• What the exercise asks
A verbatim reproduction of the following listing is required; omit the pictures.

• Data excerpts
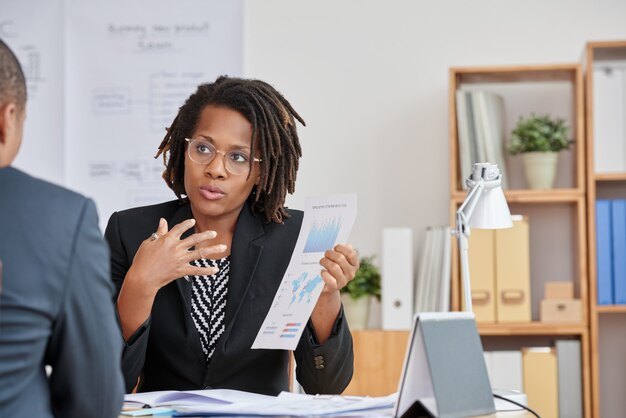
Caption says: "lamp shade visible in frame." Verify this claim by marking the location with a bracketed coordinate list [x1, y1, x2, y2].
[469, 185, 512, 229]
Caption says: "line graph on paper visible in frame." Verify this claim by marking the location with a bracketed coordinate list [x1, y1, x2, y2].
[303, 217, 342, 253]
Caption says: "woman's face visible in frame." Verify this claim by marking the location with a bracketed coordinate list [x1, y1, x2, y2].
[183, 105, 260, 223]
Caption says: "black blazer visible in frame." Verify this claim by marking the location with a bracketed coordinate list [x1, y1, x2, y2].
[105, 199, 353, 395]
[0, 167, 124, 418]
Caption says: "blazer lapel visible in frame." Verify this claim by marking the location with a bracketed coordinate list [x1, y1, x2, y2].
[169, 202, 195, 311]
[167, 202, 206, 365]
[221, 202, 265, 348]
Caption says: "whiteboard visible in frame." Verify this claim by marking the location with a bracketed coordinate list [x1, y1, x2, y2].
[1, 0, 65, 185]
[1, 0, 243, 232]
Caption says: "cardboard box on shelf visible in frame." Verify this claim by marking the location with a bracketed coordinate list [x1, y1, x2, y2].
[540, 299, 582, 323]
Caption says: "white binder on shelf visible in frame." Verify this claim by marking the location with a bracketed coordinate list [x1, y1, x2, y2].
[556, 340, 583, 418]
[382, 228, 414, 330]
[593, 66, 626, 173]
[487, 350, 523, 392]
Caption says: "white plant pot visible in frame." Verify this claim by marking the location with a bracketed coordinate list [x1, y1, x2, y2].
[340, 294, 370, 330]
[522, 151, 559, 189]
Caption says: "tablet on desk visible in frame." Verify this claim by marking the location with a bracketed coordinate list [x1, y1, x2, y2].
[394, 312, 495, 418]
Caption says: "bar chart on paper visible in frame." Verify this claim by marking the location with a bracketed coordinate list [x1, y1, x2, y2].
[252, 193, 357, 350]
[304, 218, 342, 253]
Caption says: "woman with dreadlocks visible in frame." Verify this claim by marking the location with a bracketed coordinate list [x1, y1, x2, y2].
[105, 76, 357, 395]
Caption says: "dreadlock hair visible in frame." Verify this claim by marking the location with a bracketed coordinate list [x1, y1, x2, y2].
[155, 76, 305, 224]
[0, 39, 27, 110]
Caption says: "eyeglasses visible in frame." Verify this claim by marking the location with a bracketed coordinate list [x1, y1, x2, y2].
[184, 138, 262, 175]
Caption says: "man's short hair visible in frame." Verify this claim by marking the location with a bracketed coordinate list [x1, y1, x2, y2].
[0, 39, 27, 109]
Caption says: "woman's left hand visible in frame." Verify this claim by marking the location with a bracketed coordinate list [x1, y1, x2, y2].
[319, 244, 359, 294]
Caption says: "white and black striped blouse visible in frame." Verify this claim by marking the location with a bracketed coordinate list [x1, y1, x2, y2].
[185, 256, 230, 365]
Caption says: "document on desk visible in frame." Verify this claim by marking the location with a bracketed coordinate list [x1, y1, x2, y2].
[173, 391, 397, 416]
[124, 388, 274, 409]
[124, 389, 395, 416]
[252, 193, 357, 350]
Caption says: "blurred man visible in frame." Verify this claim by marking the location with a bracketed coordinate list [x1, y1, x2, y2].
[0, 39, 124, 418]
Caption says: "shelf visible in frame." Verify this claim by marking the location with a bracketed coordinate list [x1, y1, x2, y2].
[451, 188, 584, 204]
[477, 322, 587, 336]
[595, 305, 626, 314]
[595, 173, 626, 182]
[453, 64, 578, 84]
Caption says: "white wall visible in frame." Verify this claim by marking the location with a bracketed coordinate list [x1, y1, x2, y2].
[244, 0, 626, 261]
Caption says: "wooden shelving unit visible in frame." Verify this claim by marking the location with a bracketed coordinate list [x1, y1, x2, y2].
[584, 40, 626, 418]
[477, 322, 588, 336]
[342, 330, 409, 396]
[449, 64, 590, 418]
[595, 305, 626, 314]
[451, 189, 584, 204]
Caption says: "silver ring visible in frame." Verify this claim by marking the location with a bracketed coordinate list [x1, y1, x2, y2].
[150, 232, 159, 242]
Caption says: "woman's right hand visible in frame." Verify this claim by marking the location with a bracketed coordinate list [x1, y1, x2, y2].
[126, 218, 225, 293]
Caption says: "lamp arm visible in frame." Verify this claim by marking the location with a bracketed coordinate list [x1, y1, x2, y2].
[455, 180, 485, 313]
[457, 179, 485, 226]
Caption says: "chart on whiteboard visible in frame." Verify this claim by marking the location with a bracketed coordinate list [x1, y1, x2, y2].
[252, 193, 357, 350]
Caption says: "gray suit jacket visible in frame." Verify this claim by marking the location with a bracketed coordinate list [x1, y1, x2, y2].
[105, 199, 354, 395]
[0, 167, 124, 418]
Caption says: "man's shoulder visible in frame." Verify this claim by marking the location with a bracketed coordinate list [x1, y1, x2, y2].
[2, 167, 87, 205]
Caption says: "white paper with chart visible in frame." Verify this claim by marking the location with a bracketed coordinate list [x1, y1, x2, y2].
[252, 193, 357, 350]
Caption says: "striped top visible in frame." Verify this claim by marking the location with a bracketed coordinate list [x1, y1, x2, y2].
[186, 256, 230, 365]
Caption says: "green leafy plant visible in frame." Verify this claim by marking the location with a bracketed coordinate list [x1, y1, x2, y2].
[341, 255, 381, 301]
[508, 113, 572, 155]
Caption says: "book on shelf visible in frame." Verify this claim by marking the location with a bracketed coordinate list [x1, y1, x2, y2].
[456, 89, 508, 190]
[485, 343, 582, 418]
[523, 347, 559, 418]
[414, 226, 451, 313]
[596, 200, 614, 305]
[592, 65, 626, 173]
[611, 200, 626, 304]
[456, 91, 474, 189]
[556, 340, 583, 418]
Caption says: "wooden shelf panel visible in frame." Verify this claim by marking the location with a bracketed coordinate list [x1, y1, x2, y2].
[453, 64, 579, 84]
[595, 305, 626, 313]
[595, 172, 626, 181]
[477, 322, 587, 336]
[451, 188, 584, 204]
[587, 40, 626, 50]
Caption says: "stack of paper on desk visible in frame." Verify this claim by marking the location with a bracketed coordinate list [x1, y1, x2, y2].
[124, 388, 274, 409]
[124, 389, 396, 416]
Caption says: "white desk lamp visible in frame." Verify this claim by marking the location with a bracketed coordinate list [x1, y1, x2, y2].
[454, 162, 513, 313]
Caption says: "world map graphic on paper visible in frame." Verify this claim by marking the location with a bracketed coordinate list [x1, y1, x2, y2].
[290, 272, 324, 306]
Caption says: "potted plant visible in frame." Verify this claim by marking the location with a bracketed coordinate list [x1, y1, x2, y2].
[340, 255, 381, 330]
[507, 113, 572, 189]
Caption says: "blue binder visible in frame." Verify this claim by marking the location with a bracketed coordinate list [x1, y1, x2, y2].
[611, 200, 626, 304]
[596, 200, 614, 305]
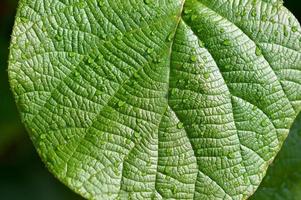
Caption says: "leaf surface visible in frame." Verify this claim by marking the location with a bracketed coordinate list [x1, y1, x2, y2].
[251, 111, 301, 200]
[8, 0, 301, 199]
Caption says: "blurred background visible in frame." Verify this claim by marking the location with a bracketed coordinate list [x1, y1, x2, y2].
[0, 1, 300, 200]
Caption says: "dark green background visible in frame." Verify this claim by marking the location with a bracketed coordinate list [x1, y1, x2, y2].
[0, 1, 300, 199]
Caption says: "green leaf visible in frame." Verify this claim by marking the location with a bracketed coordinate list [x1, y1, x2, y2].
[251, 111, 301, 200]
[8, 0, 301, 199]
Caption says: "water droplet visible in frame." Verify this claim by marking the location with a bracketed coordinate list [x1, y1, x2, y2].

• Result for this task
Caption says: "lamp shade visible in frame." Verify this claim by marking the location with a bracketed coordinate list [x1, y1, x2, y2].
[469, 185, 512, 229]
Caption says: "line graph on paper visible in frame." Verify this claim by marking the location with a bracketed coordinate list [x1, y1, x2, y2].
[303, 217, 342, 253]
Caption says: "woman's face visible in frame." Verify this claim by marking the location with a bracketed coordinate list [x1, y1, x2, y2].
[183, 105, 260, 223]
Caption says: "black blazer visible in frame." Verify this claim by marking the location with a bracketed coordinate list [x1, y1, x2, y2].
[105, 199, 353, 395]
[0, 167, 124, 418]
Caption says: "blazer lapel visible in frame." Verify this claim by marking the location with a bracketed coordinate list [x1, y1, x2, y2].
[169, 202, 195, 311]
[167, 202, 206, 365]
[221, 202, 265, 348]
Caption says: "whiteboard visible in frame." Verify this claim by marking the location with a bracketed coordinate list [x1, y1, x2, y2].
[1, 0, 65, 185]
[1, 0, 243, 232]
Caption says: "cardboard box on shelf visible in frame." Verify this claim by marking the location with a bracketed coordinate list [x1, y1, x2, y2].
[540, 299, 582, 323]
Caption says: "white binder on shelf visible in frame." Verify this claim by marking the location with a bracketed coordinate list [x1, y1, x2, y2].
[556, 340, 583, 418]
[382, 228, 414, 330]
[593, 66, 626, 173]
[487, 350, 523, 392]
Caption says: "white plant pot visible in frame." Verify this claim by marking the location with a bracketed coordinate list [x1, y1, x2, y2].
[340, 294, 370, 330]
[522, 151, 559, 189]
Caption says: "tablet on desk visible in frame." Verify this claim by marking the location with a bracketed coordinate list [x1, y1, x2, y2].
[394, 312, 495, 418]
Caption says: "bar chart on paper visible in frame." Verify this claim by marking the location with a bracketed coordinate list [x1, y1, x2, y2].
[252, 193, 357, 350]
[304, 218, 342, 253]
Caption says: "woman with dreadlocks visible in frame." Verify this claim by marking the location with a bracketed coordinate list [x1, y1, x2, y2].
[105, 76, 357, 395]
Caption says: "dreadlock hair visible in frame." Verify this claim by marking the location with a bracketed coordinate list [x1, y1, x2, y2].
[155, 76, 305, 224]
[0, 39, 27, 110]
Caption says: "eyeglasses visible in frame." Verify this claim by marking the location with a bracketed coordinate list [x1, y1, x2, y2].
[184, 138, 262, 175]
Caption says: "man's short hair visible in frame." Verify this claim by marking the location with a bracketed coordinate list [x1, y1, x2, y2].
[0, 39, 27, 109]
Caption says: "woman's left hand visible in frame." Verify this claim by marking the location with a bracketed coordinate list [x1, y1, x2, y2].
[319, 244, 359, 294]
Caption says: "white and black striped blouse visible in frame." Verify this claim by marking the location with a bracketed coordinate list [x1, y1, x2, y2].
[185, 256, 230, 365]
Caption says: "document on desk visible in frame." Verify this claim by marking the location with a bracketed coordinate list [x1, y1, x2, y2].
[173, 391, 397, 416]
[124, 388, 274, 409]
[124, 389, 395, 416]
[252, 193, 357, 350]
Caption says: "blurred man visible in frame." Verify this claim by marking the location with a bracketed coordinate list [x1, y1, x2, y2].
[0, 39, 124, 418]
Caption says: "shelf visible in frame." Verify this claim by marking the location with a bracketed coordinate list [x1, y1, x2, y2].
[451, 188, 584, 204]
[477, 322, 587, 336]
[595, 305, 626, 314]
[595, 173, 626, 182]
[453, 64, 578, 84]
Caption says: "white wall visible in frame." Verify this claim by marking the location with a bracketed coordinate list [x1, y1, x2, y2].
[244, 0, 626, 261]
Caption says: "wooden shelving unit visible in frame." Verify this claim by marking the location with a bracketed coordinate list [x1, y1, x2, y2].
[584, 40, 626, 418]
[477, 322, 588, 336]
[342, 330, 409, 396]
[449, 64, 590, 418]
[595, 305, 626, 314]
[451, 189, 584, 204]
Caption says: "silver ring visible in frame." Verify this claim by marking the location with a bracketed coordinate list [x1, y1, x2, y2].
[150, 232, 159, 242]
Caption says: "woman's right hand visible in frame." Verify this claim by marking the location with a bracketed coordinate list [x1, y1, x2, y2].
[126, 218, 225, 293]
Caption says: "lamp arm visible in frame." Verify this claim by marking the location with a bracketed coordinate list [x1, y1, x2, y2].
[455, 180, 485, 313]
[457, 179, 485, 226]
Caption says: "chart on whiteboard visible in frame." Verify this claim by marking the location with a bracketed coordinate list [x1, y1, x2, y2].
[252, 193, 357, 350]
Caption says: "gray suit jacket visible in frame." Verify this claim by marking the location with a bracketed coordinate list [x1, y1, x2, y2].
[105, 199, 354, 395]
[0, 167, 124, 418]
Caption says: "man's shoulder visible in frame." Verify this claim by marking the location with a bracketed coordinate list [x1, y1, x2, y2].
[2, 167, 87, 205]
Caption says: "white paper with chart visible in frame." Verify this claim by marking the location with a bracketed coordinate list [x1, y1, x2, y2].
[252, 193, 357, 350]
Caption says: "striped top visible in frame." Verify this claim by marking the location with a bracketed coordinate list [x1, y1, x2, y2].
[186, 256, 230, 365]
Caption says: "green leafy plant visible in frame." Verify this claim by marking the location with a bracketed coordinate list [x1, y1, x2, y2].
[341, 255, 381, 301]
[508, 113, 572, 155]
Caption says: "book on shelf visible in frame." Verify this claim by marking the location with a bracketed coordinate list [x1, y1, x2, y2].
[456, 89, 508, 190]
[485, 343, 582, 418]
[523, 347, 559, 418]
[414, 226, 451, 313]
[596, 200, 614, 305]
[592, 65, 626, 173]
[611, 200, 626, 304]
[456, 91, 474, 189]
[556, 340, 583, 418]
Caption says: "wooden shelf panel visible in frame." Verify this claim by marking the location with a bracketed coordinate list [x1, y1, x2, y2].
[453, 64, 579, 84]
[595, 305, 626, 313]
[595, 172, 626, 181]
[477, 322, 587, 336]
[451, 188, 584, 204]
[587, 40, 626, 50]
Caption says: "stack of paper on desk visible in frame." Verify this claim by marking the location with a bracketed coordinate list [x1, y1, x2, y2].
[124, 388, 274, 409]
[124, 389, 396, 416]
Caption says: "white desk lamp visible in frame." Verify this claim by marking the location with a bracketed coordinate list [x1, y1, x2, y2].
[454, 162, 513, 313]
Caption says: "world map graphic on paper visible in frame." Verify this claim by marking the location with a bracketed coordinate list [x1, y1, x2, y2].
[290, 272, 324, 306]
Caption says: "potted plant visible in frame." Verify this claim by marking the location with a bracketed coordinate list [x1, y1, x2, y2].
[340, 255, 381, 330]
[507, 113, 572, 189]
Caption says: "blue binder visible in frame." Verify this claim by marking the location with a bracketed coordinate list [x1, y1, x2, y2].
[611, 200, 626, 304]
[596, 200, 614, 305]
Caption says: "leaf surface visible in frame." Verify this claim by marking the location with a bracketed coordinate list [x1, y1, x2, y2].
[251, 111, 301, 200]
[8, 0, 301, 199]
Caption says: "blurred background visible in frame." Verify this claim by marking the location with a bracketed coordinate list [x1, y1, x2, y2].
[0, 1, 300, 200]
Caption says: "dark green background visible in frame." Verify this claim by marking the location with a bracketed coordinate list [x1, y1, x2, y2].
[0, 1, 300, 199]
Caption says: "green leaf visible in frame." Verify this claim by marking the location with a bracketed coordinate list [x1, y1, x2, y2].
[251, 111, 301, 200]
[8, 0, 301, 199]
Caption says: "water droplet visible in frame." Verify this claim by marking the location with a bracketed coordinate list [x1, y1, x2, y2].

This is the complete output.